Reading text.
★ ★ ★

Websites and annual report of the companies mentioned in the case study
Reports of international organisation such WTO, IMF and world bank etc
Books available in libraries of university of Manchester
Important article from daily and weekly newspaper
Articles and journals at government websites.
Nevertheless, a lot of information was available and collected from secondary data but only the relevant and compatible information contributing to research was used. Also it must be stated that the information provided on government and company websites has high possible of providing biased information so as attract the investor. However effort was made to cross check the information through online databases so as draw meaningful conclusions. For example information about Jiangsu group was verified from the online database orbis. Also some of articles and journals that were at government website appeared to bias and overstating facts were not included in the research. Nonetheless, previous paper and studies about export competitiveness of Indian and Chinese textile and garment industry which were relevant to research question were also taken into consideration.
To began with a brief introduction about textile industry is given and then various theories related how this industry has grown, matured and transformed over the period of time are discussed. To probe the competitive advantage of firms in the case study, theories and previous study on the ‘various sources of low cost in a firm’ are discussed in the next part. After it, theory of comparative advantage and its difference from the competitiveness is briefly summarized. Then the theory of competitiveness, ‘diamond model’ and ‘nine factor models’ is discussed in detail to analysis the competitiveness of Indian and Chinese textile and garment industry, which is the essence of the report. At last, the researcher has coined his own model partly adapted from above model to determine the competitiveness of industry in the present research.

★ ★ ★

Dataset excerpts.

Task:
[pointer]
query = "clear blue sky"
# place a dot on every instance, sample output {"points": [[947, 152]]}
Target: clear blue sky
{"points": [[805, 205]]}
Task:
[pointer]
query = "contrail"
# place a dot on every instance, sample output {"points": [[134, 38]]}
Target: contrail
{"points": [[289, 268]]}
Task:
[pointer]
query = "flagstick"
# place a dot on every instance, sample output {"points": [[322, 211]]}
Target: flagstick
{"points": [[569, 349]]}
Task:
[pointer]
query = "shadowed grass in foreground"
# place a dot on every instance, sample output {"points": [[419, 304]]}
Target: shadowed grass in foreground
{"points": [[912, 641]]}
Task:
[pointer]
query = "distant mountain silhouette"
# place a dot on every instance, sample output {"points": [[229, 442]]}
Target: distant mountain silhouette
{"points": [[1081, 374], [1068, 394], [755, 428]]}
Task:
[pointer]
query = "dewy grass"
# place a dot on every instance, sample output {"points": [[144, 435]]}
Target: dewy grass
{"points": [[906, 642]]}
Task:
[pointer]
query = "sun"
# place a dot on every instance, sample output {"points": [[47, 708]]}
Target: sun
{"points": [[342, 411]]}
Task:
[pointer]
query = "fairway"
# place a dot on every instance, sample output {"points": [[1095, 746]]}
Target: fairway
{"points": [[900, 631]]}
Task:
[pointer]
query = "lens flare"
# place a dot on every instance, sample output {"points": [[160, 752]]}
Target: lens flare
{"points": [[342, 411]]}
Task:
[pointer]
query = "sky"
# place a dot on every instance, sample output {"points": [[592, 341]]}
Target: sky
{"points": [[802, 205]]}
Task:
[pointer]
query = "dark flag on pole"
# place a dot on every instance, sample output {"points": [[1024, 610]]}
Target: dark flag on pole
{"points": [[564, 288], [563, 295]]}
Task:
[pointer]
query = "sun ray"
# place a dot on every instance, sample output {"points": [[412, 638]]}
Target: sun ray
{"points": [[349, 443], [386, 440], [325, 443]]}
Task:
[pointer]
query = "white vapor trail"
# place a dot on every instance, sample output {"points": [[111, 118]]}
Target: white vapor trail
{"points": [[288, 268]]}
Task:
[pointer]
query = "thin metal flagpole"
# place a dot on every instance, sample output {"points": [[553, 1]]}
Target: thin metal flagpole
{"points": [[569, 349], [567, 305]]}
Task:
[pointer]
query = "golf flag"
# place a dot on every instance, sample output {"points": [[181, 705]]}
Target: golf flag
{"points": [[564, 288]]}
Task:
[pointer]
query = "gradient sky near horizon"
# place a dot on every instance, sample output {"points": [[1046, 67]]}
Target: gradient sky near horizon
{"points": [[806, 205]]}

★ ★ ★

Task prompt.
Retype the part of the textile research text above starting with "To began with" and going on through "the present research.".

The reply.
To began with a brief introduction about textile industry is given and then various theories related how this industry has grown, matured and transformed over the period of time are discussed. To probe the competitive advantage of firms in the case study, theories and previous study on the ‘various sources of low cost in a firm’ are discussed in the next part. After it, theory of comparative advantage and its difference from the competitiveness is briefly summarized. Then the theory of competitiveness, ‘diamond model’ and ‘nine factor models’ is discussed in detail to analysis the competitiveness of Indian and Chinese textile and garment industry, which is the essence of the report. At last, the researcher has coined his own model partly adapted from above model to determine the competitiveness of industry in the present research.